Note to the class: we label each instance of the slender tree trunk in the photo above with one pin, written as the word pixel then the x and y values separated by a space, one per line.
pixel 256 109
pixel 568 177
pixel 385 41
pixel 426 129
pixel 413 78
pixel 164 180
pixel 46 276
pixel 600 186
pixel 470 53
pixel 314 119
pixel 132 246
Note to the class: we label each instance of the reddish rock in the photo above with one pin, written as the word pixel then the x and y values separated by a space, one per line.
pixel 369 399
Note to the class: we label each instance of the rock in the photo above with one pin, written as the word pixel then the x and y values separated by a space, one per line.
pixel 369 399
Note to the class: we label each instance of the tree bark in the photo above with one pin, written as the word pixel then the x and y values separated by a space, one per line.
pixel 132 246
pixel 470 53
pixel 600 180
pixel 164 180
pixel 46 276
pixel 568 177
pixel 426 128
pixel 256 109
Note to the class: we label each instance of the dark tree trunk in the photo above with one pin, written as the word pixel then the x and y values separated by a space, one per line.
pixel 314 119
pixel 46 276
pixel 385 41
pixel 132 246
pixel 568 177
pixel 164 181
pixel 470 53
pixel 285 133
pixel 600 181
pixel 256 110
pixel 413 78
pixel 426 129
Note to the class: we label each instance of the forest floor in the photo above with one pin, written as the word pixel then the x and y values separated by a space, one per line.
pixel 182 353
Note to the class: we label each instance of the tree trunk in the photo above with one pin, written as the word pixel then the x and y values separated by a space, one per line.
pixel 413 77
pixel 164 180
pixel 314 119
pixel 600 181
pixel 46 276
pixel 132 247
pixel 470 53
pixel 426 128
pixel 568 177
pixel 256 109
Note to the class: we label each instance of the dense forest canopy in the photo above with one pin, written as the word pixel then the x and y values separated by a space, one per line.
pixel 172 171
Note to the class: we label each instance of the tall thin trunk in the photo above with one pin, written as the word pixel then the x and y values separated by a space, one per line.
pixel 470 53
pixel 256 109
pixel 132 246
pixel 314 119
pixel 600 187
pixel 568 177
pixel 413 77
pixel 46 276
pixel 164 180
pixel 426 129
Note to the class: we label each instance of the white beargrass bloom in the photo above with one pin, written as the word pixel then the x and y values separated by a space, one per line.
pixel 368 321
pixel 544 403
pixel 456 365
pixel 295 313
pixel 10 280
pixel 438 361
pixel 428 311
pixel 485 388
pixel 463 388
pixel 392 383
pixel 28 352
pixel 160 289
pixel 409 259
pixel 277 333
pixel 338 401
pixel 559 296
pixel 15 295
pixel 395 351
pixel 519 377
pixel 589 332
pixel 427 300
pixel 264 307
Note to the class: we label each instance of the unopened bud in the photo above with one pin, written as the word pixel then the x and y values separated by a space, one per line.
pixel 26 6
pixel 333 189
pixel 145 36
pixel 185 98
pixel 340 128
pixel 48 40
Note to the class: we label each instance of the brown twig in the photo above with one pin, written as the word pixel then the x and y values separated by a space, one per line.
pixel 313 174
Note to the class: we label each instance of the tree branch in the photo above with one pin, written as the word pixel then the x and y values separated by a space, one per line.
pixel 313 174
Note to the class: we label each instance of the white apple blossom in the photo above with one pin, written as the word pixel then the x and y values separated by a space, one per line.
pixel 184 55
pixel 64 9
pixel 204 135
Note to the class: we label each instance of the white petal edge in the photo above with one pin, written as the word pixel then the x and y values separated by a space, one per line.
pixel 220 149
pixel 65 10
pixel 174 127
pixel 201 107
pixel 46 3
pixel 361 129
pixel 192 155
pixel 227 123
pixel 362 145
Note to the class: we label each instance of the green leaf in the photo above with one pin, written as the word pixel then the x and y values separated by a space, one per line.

◆ Required action: Send back each record exactly, and include them all.

◆ Final answer:
Note to the class: we label each instance of the slender tree trunk in the photo above with one pin, written as the word pixel then the x and y values separated by a space, one per line.
pixel 256 109
pixel 568 177
pixel 385 41
pixel 426 129
pixel 413 78
pixel 164 180
pixel 46 276
pixel 600 186
pixel 470 53
pixel 314 119
pixel 132 246
Note to the class: we label each instance of the reddish rock in the photo above with one pin, written as the word pixel then the x and y values separated by a space, one per line.
pixel 369 399
Note to the class: we label each instance of the rock in the photo above with one pin, written as the word pixel then the x and y values separated by a space, one per line.
pixel 369 399
Note to the class: we label each instance of the tree bark in the photo above with one pin, written as the word pixel then the x and y values separated by a space, one per line.
pixel 132 246
pixel 470 53
pixel 600 180
pixel 164 180
pixel 46 276
pixel 568 177
pixel 426 128
pixel 256 109
Note to the class: we label each instance of the dark tree trunk in the photo above with one pin, written as the word pixel then the x and y values separated by a space, one per line.
pixel 314 119
pixel 46 276
pixel 385 41
pixel 132 246
pixel 568 177
pixel 164 181
pixel 470 53
pixel 285 133
pixel 600 181
pixel 256 110
pixel 413 78
pixel 426 129
Note to the class: we label each instance of the forest floor in the photo above with one pin, written as the word pixel then the x and y values separated by a space, one per line.
pixel 182 353
Note to the class: we label each instance of the tree trunk in the photo above with one pin, written as the word pixel then the x and y values separated by a space, one per line.
pixel 413 77
pixel 164 180
pixel 314 119
pixel 600 181
pixel 46 276
pixel 132 247
pixel 470 53
pixel 426 128
pixel 568 177
pixel 256 109
Note to the class: we label each instance of the dense forest canopy in the photo above with one pin, written as the word pixel then the x and y values separated by a space, one per line.
pixel 172 171
Note to the class: we label each instance of the tall thin trunk in the photo above with one pin, written as the word pixel then the x and y values separated by a space, one per line.
pixel 470 53
pixel 256 109
pixel 132 246
pixel 314 119
pixel 600 187
pixel 568 177
pixel 413 77
pixel 46 276
pixel 164 180
pixel 426 129
Note to the class: we label each instance of the white beargrass bloom in the photo above with one pin, written as the word pixel then the x and y values separated by a space, one per line.
pixel 368 321
pixel 544 403
pixel 456 365
pixel 295 313
pixel 10 280
pixel 438 361
pixel 428 311
pixel 485 388
pixel 463 388
pixel 392 383
pixel 28 352
pixel 160 289
pixel 409 259
pixel 277 333
pixel 338 401
pixel 559 296
pixel 15 295
pixel 395 351
pixel 519 377
pixel 589 332
pixel 427 300
pixel 264 307
Note to the class: we label each instance of the unopened bud in the photo above with one pin, written as the word pixel then the x and y values separated by a space, one per line.
pixel 26 6
pixel 333 189
pixel 145 36
pixel 185 98
pixel 340 128
pixel 48 40
Note to the class: we label each instance of the brown twig in the photo above with one pin, written as the word pixel then the x and y values separated by a space, one per line.
pixel 313 174
Note to the class: we label each instance of the tree branch in the photo above with one pin, written as the word pixel then the x and y values separated by a space, one per line.
pixel 313 174
Note to the class: we label each instance of the white apple blossom in the photo above with one pin, written as the word pixel then the x and y values separated by a space, one per line.
pixel 184 55
pixel 64 9
pixel 204 135
Note to the class: we label each instance of the white petal edge in the photo above with one pin, written as the word pixel then the x and y values separated by a space, one per line.
pixel 220 149
pixel 65 10
pixel 174 127
pixel 201 107
pixel 46 3
pixel 361 129
pixel 192 155
pixel 227 123
pixel 362 145
Note to the class: we label each instance of the green leaf in the photo above with one pin, written as the word pixel then the x and y values separated by a space, one per line.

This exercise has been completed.